Aufgabe A:
Beantworte anhand des Blogbeitrags über Integration im Bildungswesen die folgenden Fragen:
(i) Was forderten die Vereinten Nationen weltweit?
(ii) Welche Voraussetzungen sollten Lerngruppen laut dem Blogbeitrag in etwa haben?
(iii) Worauf haben behinderte und lernschwache Kinder nach dem Blogbeitrag ein Anrecht?

6. April 2016

Die Illusion vom Ende der Ausgrenzung

Integration fordert für alle Menschen die volle Teilnahme am gesellschaftlichen Leben. Dabeisein ist alles. Mit Ausgrenzung soll Schluss sein. «Es ist normal, verschieden zu sein» oder «jedes Kind ist besonders».


 

 










Heterogene Klassen senken das Niveau für alle, Bild: Yanik Bürkli
Die Illusion vom Ende der Ausgrenzung, Blog Südostschweiz, 6.4. von Elisabeth Calcagnini



Diese Devisen wurden zu einer neuen Weltanschauung erklärt, die in alle sozialen Bereiche ausstrahlte. Wer mag da widersprechen? Weltweit forderten die Vereinten Nationen die Auflösung aller Spezial- und Sonderschulen. Die Integration und zurzeit vermehrt sogar die Inklusion wurde und wird im Bildungswesen in vielen Ländern umgesetzt. Doch ein regulärer Unterricht für alle kann kein regulärer Unterricht mehr sein. Lerngruppen sollten in etwa ähnliche Lernvoraussetzungen haben. Eine Senkung des Niveaus für alle wird die Folge sein.


Insbesondere behinderte und lernschwache Kinder haben ein Anrecht auf einen Schonraum, wo sie mit ihresgleichen, ohne dauernden Vergleich, ihre kleinen Lernfortschritte realisieren können.

Datensatzauszüge zum Zeigen auf Objekte:
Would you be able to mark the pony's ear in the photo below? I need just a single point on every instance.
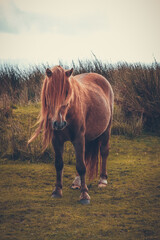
(69, 72)
(48, 72)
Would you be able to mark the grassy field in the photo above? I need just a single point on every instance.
(127, 209)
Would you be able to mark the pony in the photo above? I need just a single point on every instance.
(78, 109)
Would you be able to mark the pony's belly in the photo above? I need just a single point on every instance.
(96, 126)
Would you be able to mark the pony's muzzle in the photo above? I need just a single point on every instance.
(59, 125)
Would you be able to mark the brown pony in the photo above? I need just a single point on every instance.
(77, 109)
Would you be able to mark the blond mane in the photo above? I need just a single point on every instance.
(56, 90)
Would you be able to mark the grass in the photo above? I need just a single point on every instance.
(127, 209)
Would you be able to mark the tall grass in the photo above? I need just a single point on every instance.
(136, 88)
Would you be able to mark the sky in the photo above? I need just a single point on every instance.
(40, 31)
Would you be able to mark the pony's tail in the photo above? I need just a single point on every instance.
(92, 156)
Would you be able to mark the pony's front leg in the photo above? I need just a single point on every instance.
(79, 145)
(58, 148)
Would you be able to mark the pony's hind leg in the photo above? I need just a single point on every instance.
(79, 146)
(76, 184)
(104, 151)
(58, 148)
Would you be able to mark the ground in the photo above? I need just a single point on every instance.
(128, 208)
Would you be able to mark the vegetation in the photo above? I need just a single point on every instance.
(127, 209)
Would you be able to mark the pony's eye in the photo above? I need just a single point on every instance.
(66, 94)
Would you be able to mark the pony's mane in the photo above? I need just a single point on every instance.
(55, 91)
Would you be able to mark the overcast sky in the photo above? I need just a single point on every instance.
(40, 31)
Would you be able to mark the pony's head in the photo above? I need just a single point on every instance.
(56, 95)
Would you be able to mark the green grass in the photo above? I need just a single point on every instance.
(127, 209)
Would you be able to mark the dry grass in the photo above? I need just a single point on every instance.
(127, 209)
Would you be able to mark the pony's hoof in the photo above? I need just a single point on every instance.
(76, 183)
(84, 198)
(85, 201)
(57, 193)
(102, 183)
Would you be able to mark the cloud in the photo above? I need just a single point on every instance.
(16, 20)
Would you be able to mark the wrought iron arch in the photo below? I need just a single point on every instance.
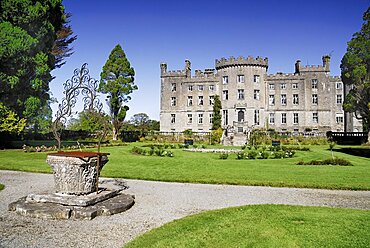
(80, 83)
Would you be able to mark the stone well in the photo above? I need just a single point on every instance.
(77, 193)
(77, 173)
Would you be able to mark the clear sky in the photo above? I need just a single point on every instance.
(154, 31)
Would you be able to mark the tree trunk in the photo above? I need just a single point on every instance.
(115, 133)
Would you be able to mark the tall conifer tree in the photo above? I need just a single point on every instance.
(117, 81)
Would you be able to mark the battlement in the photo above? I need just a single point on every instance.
(207, 73)
(241, 61)
(176, 73)
(283, 76)
(325, 67)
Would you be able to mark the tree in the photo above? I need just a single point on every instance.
(117, 81)
(355, 73)
(141, 122)
(28, 32)
(216, 113)
(9, 121)
(92, 121)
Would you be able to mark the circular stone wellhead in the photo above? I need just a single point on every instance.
(77, 173)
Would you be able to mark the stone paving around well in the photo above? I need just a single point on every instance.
(156, 203)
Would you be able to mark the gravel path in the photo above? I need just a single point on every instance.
(156, 203)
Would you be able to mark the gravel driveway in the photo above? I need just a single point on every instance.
(156, 203)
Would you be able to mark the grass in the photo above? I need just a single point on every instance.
(263, 226)
(208, 168)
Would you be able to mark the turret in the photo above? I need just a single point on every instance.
(326, 62)
(297, 66)
(163, 68)
(187, 68)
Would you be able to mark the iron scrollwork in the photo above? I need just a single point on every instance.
(80, 83)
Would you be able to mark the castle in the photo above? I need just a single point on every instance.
(307, 100)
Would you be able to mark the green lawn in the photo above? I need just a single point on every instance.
(264, 226)
(208, 168)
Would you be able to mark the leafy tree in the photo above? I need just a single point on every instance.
(117, 81)
(28, 32)
(140, 119)
(216, 113)
(9, 121)
(355, 73)
(142, 123)
(93, 121)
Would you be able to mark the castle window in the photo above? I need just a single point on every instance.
(283, 99)
(271, 99)
(314, 83)
(200, 100)
(211, 100)
(272, 118)
(240, 94)
(314, 99)
(173, 101)
(190, 118)
(315, 117)
(240, 78)
(283, 118)
(295, 99)
(225, 95)
(200, 118)
(225, 117)
(339, 118)
(256, 117)
(256, 95)
(295, 118)
(339, 99)
(190, 101)
(173, 118)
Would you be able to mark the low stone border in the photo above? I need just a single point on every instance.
(212, 150)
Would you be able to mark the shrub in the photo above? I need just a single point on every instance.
(252, 154)
(279, 154)
(136, 150)
(240, 155)
(335, 161)
(224, 156)
(265, 155)
(216, 136)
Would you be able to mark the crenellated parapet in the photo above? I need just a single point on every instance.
(283, 76)
(207, 73)
(325, 67)
(176, 73)
(241, 61)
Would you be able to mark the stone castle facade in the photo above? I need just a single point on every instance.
(308, 99)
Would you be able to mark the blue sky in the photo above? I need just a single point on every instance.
(151, 32)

Aufgabe B: Liste alle Zeilen auf, die die Zeichenfolge "stone" enthalten. Groß- und Kleinschreibung ist zu beachten.

Musterlösung A:
(i) Die Auflösung aller Spezial- und Sonderschulen.
(ii) Ähnliche Lernvoraussetzungen.
(iii) Auf einen Schonraum, wo sie mit ihresgleichen, ohne dauernden Vergleich, ihre kleinen Lernfortschritte realisieren können.

Musterlösung B:
Would you be able to mark the stone well in the photo above? I need just a single point on every instance.
Would you be able to mark the circular stone wellhead in the photo above? I need just a single point on every instance.
Would you be able to mark the stone paving around well in the photo above? I need just a single point on every instance.
Would you be able to mark the low stone border in the photo above? I need just a single point on every instance.
Would you be able to mark the stone castle facade in the photo above? I need just a single point on every instance.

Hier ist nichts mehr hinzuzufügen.